Is java.util.Random really that random? How can I generate 52! (factorial) possible sequences?

Selecting a random permutation requires simultaneously more and less randomness than what your question implies. Let me explain.

The bad news: need more randomness.

The fundamental flaw in your approach is that it's trying to choose between ~2²²⁶ possibilities using 64 bits of entropy (the random seed). To fairly choose between ~2²²⁶ possibilities you're going to have to find a way to generate 226 bits of entropy instead of 64.

There are several ways to generate random bits: dedicated hardware, CPU instructions, OS interfaces, online services. There is already an implicit assumption in your question that you can somehow generate 64 bits, so just do whatever you were going to do, only four times, and donate the excess bits to charity. :)

The good news: need less randomness.

Once you have those 226 random bits, the rest can be done deterministically and so the properties of java.util.Random can be made irrelevant. Here is how.

Let's say we generate all 52! permutations (bear with me) and sort them lexicographically.

To choose one of the permutations all we need is a single random integer between 0 and 52!-1. That integer is our 226 bits of entropy. We'll use it as an index into our sorted list of permutations. If the random index is uniformly distributed, not only are you guaranteed that all permutations can be chosen, they will be chosen equiprobably (which is a stronger guarantee than what the question is asking).

Now, you don't actually need to generate all those permutations. You can produce one directly, given its randomly chosen position in our hypothetical sorted list. This can be done in O(n²) time using the Lehmer^[1] code (also see numbering permutations and factoriadic number system). The n here is the size of your deck, i.e. 52.

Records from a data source
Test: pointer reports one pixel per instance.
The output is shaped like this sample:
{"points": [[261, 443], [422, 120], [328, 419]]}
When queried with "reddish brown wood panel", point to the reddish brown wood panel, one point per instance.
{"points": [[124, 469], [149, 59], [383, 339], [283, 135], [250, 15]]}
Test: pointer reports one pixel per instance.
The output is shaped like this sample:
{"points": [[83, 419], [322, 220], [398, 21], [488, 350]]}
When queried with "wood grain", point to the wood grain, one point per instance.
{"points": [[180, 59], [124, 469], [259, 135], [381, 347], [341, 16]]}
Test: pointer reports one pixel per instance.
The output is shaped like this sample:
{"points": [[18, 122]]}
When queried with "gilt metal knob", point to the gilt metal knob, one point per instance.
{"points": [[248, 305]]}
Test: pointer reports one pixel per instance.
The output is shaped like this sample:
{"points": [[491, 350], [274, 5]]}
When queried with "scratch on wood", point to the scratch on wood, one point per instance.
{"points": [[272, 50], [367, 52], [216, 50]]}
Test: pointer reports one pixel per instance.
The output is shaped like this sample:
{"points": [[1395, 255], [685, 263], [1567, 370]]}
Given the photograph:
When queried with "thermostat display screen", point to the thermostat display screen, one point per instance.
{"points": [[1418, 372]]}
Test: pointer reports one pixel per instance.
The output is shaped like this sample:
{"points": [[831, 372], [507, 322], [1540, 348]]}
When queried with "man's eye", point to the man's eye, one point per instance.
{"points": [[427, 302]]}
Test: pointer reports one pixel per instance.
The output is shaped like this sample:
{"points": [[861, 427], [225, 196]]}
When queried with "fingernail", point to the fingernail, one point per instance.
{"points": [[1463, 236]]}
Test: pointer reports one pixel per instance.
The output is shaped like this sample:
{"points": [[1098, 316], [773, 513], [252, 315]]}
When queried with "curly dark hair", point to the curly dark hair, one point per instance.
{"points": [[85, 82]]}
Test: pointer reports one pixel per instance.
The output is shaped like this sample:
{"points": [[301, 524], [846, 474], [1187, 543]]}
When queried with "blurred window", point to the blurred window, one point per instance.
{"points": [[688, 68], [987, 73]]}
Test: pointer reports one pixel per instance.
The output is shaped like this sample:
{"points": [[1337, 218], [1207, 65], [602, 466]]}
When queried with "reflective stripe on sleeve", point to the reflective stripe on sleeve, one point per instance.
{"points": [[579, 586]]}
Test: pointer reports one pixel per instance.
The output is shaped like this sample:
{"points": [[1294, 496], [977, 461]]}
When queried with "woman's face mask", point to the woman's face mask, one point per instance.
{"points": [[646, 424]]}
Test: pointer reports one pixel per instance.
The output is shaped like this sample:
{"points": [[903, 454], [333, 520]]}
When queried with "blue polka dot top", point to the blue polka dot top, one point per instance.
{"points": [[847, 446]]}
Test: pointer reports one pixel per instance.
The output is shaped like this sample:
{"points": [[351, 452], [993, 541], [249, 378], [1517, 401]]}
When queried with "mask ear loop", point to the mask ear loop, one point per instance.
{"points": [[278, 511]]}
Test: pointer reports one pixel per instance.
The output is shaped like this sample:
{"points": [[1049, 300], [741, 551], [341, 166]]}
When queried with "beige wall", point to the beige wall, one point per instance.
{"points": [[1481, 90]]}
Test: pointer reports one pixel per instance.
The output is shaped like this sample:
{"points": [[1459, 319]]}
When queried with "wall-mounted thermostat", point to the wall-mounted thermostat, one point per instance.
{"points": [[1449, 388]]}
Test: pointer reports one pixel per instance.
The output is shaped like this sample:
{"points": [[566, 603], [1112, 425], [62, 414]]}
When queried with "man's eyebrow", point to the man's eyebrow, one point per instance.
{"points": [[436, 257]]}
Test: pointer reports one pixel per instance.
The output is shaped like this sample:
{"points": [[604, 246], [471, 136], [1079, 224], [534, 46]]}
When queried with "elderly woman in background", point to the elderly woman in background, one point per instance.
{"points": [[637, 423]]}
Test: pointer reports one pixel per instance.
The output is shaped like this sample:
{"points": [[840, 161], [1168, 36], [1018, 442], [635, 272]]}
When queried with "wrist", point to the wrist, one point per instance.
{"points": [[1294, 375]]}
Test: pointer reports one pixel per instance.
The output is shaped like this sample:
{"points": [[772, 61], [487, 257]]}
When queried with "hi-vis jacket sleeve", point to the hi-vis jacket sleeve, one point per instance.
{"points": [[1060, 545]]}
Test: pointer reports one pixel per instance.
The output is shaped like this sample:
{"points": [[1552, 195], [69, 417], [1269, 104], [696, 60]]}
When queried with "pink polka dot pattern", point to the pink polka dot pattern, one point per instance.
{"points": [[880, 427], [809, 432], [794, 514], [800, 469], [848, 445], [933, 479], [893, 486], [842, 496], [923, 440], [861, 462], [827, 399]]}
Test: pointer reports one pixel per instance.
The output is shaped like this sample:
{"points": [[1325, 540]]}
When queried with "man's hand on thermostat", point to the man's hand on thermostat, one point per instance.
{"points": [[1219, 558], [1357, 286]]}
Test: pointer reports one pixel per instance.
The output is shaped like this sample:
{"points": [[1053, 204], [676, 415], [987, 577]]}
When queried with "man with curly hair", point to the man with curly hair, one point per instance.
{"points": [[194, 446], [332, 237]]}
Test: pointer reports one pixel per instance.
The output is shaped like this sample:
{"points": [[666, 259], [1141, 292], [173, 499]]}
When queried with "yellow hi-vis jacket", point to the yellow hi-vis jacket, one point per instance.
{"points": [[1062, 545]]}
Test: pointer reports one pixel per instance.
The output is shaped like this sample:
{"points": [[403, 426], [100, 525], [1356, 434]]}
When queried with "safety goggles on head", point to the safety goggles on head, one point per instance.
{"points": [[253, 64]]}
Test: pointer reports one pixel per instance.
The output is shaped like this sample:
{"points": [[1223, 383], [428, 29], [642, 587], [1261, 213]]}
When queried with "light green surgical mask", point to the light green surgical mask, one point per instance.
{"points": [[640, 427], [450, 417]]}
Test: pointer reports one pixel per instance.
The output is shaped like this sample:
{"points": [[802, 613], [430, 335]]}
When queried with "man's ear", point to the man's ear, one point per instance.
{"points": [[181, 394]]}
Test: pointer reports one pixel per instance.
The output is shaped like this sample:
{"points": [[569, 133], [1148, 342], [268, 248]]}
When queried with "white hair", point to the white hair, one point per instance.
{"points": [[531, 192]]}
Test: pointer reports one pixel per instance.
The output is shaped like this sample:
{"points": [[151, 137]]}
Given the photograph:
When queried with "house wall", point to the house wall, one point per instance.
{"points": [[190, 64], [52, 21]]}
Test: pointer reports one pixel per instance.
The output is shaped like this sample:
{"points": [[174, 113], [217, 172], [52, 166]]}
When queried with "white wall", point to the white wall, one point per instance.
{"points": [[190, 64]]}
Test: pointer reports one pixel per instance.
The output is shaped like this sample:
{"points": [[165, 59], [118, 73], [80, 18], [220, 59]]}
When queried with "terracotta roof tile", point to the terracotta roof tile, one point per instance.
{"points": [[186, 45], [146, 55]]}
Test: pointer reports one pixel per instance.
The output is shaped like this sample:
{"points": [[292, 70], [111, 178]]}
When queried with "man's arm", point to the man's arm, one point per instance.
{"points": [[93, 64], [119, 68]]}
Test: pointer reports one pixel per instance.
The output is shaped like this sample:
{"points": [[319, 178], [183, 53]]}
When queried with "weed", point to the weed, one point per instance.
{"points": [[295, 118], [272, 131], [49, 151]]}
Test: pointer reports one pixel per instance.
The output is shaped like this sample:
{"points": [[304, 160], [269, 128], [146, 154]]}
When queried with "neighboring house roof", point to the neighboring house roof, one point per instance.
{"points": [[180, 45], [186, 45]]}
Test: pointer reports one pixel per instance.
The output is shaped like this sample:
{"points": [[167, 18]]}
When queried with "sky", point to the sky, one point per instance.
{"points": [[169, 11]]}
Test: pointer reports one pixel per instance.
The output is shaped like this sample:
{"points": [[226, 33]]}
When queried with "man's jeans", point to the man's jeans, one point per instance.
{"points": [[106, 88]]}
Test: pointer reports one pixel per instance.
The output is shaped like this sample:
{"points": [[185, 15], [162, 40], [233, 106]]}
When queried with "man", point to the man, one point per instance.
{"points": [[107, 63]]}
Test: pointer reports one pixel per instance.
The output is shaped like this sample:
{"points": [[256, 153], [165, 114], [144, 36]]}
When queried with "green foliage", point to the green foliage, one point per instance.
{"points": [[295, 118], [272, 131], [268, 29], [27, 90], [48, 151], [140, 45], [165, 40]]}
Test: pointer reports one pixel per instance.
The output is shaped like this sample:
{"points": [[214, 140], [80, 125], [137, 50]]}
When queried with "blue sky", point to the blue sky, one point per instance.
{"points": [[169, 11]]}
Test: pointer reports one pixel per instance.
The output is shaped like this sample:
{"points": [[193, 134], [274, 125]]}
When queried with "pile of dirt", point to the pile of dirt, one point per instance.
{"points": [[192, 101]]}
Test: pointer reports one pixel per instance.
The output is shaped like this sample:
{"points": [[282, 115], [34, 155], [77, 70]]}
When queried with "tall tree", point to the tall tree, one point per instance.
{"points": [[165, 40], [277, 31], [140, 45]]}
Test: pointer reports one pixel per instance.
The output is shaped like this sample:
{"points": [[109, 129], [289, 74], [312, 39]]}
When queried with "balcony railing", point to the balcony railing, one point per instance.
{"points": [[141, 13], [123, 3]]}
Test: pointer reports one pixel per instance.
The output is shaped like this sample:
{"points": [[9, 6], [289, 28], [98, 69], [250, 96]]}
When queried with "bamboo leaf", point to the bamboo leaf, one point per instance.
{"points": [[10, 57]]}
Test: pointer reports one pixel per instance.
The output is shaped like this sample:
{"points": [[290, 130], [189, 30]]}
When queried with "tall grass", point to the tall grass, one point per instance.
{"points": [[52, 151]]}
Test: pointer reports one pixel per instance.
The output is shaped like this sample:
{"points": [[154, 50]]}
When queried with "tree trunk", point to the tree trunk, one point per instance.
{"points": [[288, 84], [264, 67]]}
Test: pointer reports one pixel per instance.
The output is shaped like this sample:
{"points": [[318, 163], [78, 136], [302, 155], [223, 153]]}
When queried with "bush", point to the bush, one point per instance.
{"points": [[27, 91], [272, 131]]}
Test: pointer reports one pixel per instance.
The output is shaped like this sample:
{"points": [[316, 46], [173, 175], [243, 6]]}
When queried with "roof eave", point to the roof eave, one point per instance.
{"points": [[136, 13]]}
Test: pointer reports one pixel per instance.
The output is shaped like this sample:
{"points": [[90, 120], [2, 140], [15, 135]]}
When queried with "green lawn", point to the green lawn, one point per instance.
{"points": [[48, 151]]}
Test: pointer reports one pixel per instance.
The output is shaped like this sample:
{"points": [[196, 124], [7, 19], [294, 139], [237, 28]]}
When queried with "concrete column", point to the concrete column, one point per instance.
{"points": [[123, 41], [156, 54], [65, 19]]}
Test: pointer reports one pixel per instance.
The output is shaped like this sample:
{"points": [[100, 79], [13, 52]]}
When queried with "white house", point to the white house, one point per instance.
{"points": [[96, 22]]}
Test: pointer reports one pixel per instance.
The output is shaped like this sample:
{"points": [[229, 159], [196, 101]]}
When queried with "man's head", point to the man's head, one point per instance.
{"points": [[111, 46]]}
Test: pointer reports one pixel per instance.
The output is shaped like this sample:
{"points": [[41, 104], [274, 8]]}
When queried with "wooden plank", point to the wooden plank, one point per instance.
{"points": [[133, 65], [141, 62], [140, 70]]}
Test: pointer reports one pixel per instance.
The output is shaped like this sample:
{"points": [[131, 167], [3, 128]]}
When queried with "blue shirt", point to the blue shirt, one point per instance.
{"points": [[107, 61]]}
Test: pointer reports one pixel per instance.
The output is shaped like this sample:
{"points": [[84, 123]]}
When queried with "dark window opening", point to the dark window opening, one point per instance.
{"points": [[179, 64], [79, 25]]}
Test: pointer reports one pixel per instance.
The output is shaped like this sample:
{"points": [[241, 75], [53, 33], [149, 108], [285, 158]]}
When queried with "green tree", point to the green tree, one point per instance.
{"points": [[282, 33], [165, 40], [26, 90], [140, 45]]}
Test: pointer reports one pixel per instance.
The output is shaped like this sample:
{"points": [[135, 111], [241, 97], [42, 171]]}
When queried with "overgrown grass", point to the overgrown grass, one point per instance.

— Set tasks —
1. Answer these from the text on shuffling a deck with java.util.Random:
(a) How many bits of entropy does the flawed approach rely on, and where do they come from?
(b) Within what range must the single random integer lie in order to select one permutation?
(c) In what time can a permutation be produced directly from its position, and with what technique?
2. Continue the text on shuffling a deck with java.util.Random from where it stops.

— Expected outputs —
1.
(a) 64 bits, from the random seed.
(b) Between 0 and 52!-1.
(c) In O(n²) time, using the Lehmer code.

2.
There is a C implementation in this StackOverflow answer. There are several integer variables there that would overflow for n=52, but luckily in Java you can use java.math.BigInteger. The rest of the computations can be transcribed almost as-is:

public static int[] shuffle(int n, BigInteger random_index) {
    int[] perm = new int[n];
    BigInteger[] fact = new BigInteger[n];
    fact[0] = BigInteger.ONE;
    for (int k = 1; k < n; ++k) {
        fact[k] = fact[k - 1].multiply(BigInteger.valueOf(k));
    }

    // compute factorial code
    for (int k = 0; k < n; ++k) {
        BigInteger[] divmod = random_index.divideAndRemainder(fact[n - 1 - k]);
        perm[k] = divmod[0].intValue();
        random_index = divmod[1];
    }

    // readjust values to obtain the permutation
    // start from the end and check if preceding values are lower
    for (int k = n - 1; k > 0; --k) {
        for (int j = k - 1; j >= 0; --j) {
            if (perm[j] <= perm[k]) {
                perm[k]++;
            }
        }
    }

    return perm;
}

public static void main (String[] args) {
    System.out.printf("%s\n", Arrays.toString(
        shuffle(52, new BigInteger(
            "7890123456789012345678901234567890123456789012345678901234567890"))));
}

^[1] Not to be confused with Lehrer. :)

Your analysis is correct: seeding a pseudo-random number generator with any specific seed must yield the same sequence after a shuffle, limiting the number of permutations that you could obtain to 2⁶⁴. This assertion is easy to verify experimentally by calling Collection.shuffle twice, passing a Random object initialized with the same seed, and observing that the two random shuffles are identical.

A solution to this, then, is to use a random number generator that allows for a larger seed. Java provides SecureRandom class that could be initialized with byte[] array of virtually unlimited size. You could then pass an instance of SecureRandom to Collections.shuffle to complete the task:

byte seed[] = new byte[...];
Random rnd = new SecureRandom(seed);
Collections.shuffle(deck, rnd);

In general, a pseudorandom number generator (PRNG) can't choose from among all permutations of a 52-item list if its maximum cycle length is less than 226 bits.

java.util.Random implements an algorithm with a modulus of 2⁴⁸ and a maximum cycle length of only 48 bits, so much less than the 226 bits I referred to. You will need to use another PRNG with a bigger cycle length, specifically one with a maximum cycle length of 52 factorial or greater.

See also "Shuffling" in my article on random number generators.

This consideration is independent of the nature of the PRNG; it applies equally to cryptographic and noncryptographic PRNGs (of course, noncryptographic PRNGs are inappropriate whenever information security is involved).

Although java.security.SecureRandom allows seeds of unlimited length to be passed in, the SecureRandom implementation could use an underlying PRNG (e.g., "SHA1PRNG" or "DRBG"). And it depends on that PRNG's maximum cycle length whether it's capable of choosing from among 52 factorial permutations.

Let me apologize in advance, because this is a little tough to understand...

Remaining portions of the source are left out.